*What is being asked*. Rewrite the material from its start through the line containing "[79, 212, 109, 311]", swapping "dirt path" for "gravel trail" and leaving everything else as it is.

-- Begin --

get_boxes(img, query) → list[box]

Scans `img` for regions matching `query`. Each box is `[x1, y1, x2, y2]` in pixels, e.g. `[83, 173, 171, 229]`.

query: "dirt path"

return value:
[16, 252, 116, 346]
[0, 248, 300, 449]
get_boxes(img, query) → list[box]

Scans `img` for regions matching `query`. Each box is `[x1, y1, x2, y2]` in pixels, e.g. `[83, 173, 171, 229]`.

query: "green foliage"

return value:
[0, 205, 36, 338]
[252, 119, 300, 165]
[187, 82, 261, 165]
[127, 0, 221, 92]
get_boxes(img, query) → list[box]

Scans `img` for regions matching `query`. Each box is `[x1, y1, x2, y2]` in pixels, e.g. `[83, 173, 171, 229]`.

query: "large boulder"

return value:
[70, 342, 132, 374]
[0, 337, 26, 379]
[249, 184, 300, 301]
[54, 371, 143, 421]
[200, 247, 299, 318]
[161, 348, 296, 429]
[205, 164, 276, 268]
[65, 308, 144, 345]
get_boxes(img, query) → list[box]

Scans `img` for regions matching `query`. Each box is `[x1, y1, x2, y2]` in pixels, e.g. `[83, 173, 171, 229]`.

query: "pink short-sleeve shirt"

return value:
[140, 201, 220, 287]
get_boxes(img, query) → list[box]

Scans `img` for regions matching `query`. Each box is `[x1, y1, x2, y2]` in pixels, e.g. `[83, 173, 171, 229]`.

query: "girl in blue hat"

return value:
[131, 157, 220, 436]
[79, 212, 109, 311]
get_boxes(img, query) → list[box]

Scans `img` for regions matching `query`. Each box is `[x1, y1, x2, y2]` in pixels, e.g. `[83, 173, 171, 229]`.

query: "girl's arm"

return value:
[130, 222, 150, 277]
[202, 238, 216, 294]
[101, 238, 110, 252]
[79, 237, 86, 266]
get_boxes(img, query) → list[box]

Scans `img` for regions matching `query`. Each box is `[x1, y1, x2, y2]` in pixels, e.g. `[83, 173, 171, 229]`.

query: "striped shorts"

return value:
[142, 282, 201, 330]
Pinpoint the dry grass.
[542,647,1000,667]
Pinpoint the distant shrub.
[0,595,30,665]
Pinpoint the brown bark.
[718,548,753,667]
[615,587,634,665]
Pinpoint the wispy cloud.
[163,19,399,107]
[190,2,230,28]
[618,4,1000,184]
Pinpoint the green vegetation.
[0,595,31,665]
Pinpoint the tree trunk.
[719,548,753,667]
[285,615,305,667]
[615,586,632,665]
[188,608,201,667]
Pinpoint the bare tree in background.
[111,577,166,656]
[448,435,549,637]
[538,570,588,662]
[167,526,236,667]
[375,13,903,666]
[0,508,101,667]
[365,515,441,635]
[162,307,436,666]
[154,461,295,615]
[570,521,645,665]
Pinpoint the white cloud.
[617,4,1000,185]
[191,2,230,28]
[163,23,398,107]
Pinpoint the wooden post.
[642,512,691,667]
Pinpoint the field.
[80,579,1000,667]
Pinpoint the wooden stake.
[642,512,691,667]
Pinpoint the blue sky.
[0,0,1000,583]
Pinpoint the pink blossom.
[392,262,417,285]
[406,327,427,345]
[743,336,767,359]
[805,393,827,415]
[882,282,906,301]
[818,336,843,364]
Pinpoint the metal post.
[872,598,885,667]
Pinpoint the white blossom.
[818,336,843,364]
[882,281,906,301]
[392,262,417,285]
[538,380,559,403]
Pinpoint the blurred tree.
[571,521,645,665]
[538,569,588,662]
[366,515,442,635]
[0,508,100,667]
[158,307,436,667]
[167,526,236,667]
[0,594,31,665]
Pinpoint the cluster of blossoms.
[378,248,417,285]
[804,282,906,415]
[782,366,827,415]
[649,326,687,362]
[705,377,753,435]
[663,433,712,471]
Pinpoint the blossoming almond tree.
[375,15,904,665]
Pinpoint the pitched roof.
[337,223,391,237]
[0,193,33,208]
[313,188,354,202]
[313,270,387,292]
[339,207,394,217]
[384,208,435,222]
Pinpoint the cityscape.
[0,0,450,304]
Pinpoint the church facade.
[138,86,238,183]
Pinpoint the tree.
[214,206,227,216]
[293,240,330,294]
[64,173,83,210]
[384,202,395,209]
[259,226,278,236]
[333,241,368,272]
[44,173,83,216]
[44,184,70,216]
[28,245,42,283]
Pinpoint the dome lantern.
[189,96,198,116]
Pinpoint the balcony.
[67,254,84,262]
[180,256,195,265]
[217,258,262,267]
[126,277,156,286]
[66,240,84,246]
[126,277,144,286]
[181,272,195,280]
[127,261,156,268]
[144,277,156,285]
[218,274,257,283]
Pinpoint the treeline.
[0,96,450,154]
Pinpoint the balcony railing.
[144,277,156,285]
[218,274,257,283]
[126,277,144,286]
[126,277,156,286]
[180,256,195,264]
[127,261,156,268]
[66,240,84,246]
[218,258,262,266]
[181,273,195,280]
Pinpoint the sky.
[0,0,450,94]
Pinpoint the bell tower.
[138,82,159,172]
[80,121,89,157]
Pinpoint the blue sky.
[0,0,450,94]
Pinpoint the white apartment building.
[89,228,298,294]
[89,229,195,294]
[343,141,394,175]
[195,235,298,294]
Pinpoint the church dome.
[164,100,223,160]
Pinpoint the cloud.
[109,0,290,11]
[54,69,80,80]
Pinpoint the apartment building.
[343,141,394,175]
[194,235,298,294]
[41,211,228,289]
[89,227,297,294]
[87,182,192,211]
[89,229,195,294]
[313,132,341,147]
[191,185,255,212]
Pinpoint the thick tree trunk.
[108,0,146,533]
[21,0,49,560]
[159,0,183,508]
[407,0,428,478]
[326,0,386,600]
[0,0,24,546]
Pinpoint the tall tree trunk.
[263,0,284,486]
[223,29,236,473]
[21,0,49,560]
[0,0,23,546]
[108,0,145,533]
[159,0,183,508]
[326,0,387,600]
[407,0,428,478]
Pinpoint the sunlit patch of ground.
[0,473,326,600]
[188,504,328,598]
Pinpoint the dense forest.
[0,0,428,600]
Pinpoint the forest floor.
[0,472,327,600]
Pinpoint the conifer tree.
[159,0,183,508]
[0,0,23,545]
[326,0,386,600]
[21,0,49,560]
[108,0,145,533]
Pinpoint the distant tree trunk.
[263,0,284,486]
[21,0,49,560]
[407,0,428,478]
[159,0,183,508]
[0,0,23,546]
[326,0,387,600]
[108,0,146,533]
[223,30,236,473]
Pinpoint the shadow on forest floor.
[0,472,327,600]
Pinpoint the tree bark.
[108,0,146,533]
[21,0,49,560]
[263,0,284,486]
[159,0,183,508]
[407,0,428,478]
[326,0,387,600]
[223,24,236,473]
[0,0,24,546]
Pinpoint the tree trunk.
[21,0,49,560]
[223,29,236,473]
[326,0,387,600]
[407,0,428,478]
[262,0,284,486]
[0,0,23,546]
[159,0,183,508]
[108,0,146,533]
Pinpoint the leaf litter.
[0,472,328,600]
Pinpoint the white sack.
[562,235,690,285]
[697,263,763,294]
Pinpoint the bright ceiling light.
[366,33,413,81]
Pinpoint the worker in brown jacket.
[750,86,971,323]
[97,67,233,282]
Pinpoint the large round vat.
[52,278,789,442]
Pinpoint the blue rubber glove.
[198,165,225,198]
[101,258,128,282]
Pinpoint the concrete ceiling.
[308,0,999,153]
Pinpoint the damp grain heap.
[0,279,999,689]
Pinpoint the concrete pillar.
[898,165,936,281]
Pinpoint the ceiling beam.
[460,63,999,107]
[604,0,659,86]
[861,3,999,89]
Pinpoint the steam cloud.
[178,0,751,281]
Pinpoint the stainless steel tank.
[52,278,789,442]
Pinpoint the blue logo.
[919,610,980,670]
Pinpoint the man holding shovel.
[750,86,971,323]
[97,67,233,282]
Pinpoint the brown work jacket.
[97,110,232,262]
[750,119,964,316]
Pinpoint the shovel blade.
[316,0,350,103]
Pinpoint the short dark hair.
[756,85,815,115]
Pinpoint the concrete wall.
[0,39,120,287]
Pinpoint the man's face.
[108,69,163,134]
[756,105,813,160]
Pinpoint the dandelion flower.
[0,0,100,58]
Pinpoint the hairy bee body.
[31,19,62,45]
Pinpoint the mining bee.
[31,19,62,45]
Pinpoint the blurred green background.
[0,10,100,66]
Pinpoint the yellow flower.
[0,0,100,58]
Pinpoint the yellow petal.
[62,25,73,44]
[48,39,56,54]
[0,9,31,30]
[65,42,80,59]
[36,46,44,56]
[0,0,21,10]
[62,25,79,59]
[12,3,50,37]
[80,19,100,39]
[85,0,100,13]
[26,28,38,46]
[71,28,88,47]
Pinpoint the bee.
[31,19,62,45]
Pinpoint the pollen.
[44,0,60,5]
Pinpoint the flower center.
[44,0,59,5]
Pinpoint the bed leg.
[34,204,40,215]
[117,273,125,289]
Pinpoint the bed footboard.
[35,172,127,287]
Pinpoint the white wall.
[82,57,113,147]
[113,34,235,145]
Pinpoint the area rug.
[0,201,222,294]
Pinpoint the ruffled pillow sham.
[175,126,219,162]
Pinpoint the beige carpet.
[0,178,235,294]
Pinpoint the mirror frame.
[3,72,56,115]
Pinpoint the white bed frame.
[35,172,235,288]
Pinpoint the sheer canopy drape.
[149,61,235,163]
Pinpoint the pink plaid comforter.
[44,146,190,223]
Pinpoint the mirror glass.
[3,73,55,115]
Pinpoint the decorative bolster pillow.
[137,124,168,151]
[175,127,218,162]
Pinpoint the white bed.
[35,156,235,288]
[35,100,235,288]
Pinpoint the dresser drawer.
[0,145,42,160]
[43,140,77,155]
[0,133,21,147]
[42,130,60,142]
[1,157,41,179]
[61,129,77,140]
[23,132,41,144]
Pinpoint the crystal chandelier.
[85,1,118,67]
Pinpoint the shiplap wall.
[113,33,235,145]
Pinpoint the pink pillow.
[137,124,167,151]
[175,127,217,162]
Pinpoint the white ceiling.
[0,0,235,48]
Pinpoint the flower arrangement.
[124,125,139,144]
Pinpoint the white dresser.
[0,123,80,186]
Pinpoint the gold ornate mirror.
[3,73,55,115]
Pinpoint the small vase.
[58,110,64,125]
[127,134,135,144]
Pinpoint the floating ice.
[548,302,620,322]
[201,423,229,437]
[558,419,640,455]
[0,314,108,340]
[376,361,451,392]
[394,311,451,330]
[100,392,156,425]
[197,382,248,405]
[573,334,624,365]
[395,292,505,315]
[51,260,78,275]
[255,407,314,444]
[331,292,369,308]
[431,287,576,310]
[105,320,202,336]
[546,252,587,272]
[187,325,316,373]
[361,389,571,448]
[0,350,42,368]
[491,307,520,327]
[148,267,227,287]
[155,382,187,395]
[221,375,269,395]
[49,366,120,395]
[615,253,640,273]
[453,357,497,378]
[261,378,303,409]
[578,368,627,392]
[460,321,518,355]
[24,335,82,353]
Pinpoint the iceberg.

-- End --

*The output*.
get_boxes(img, query) → list[box]

Scans `img` for regions matching `query`. Each box is `[x1, y1, x2, y2]` in pixels, e.g. `[83, 173, 171, 229]`.

query: "gravel trail"

return value:
[16, 252, 116, 346]
[0, 248, 300, 449]
get_boxes(img, query) → list[box]

Scans `img` for regions matching `query`. Each box is `[x1, y1, x2, y2]` in pixels, e.g. `[83, 173, 171, 229]`.

query: "green foliage"

return value:
[0, 205, 36, 338]
[252, 119, 300, 165]
[187, 82, 261, 165]
[127, 0, 221, 92]
get_boxes(img, query) → list[box]

Scans `img` for regions matching `query`. Each box is `[x1, y1, x2, y2]` in pixels, e.g. `[83, 173, 171, 229]`.

query: "large boulder"

return value:
[70, 342, 132, 374]
[0, 337, 26, 379]
[249, 184, 300, 301]
[54, 371, 143, 421]
[200, 247, 299, 318]
[161, 348, 296, 429]
[205, 164, 276, 268]
[65, 308, 144, 345]
get_boxes(img, query) → list[box]

Scans `img` for regions matching `query`. Each box is `[x1, y1, x2, y2]` in pixels, e.g. `[83, 173, 171, 229]`.

query: "pink short-sleeve shirt"

return value:
[140, 201, 220, 287]
get_boxes(img, query) → list[box]

Scans `img` for regions matching `query`. Each box is `[x1, y1, x2, y2]` in pixels, e.g. `[83, 173, 171, 229]`.

query: "girl in blue hat"

return value:
[131, 157, 220, 436]
[79, 212, 109, 311]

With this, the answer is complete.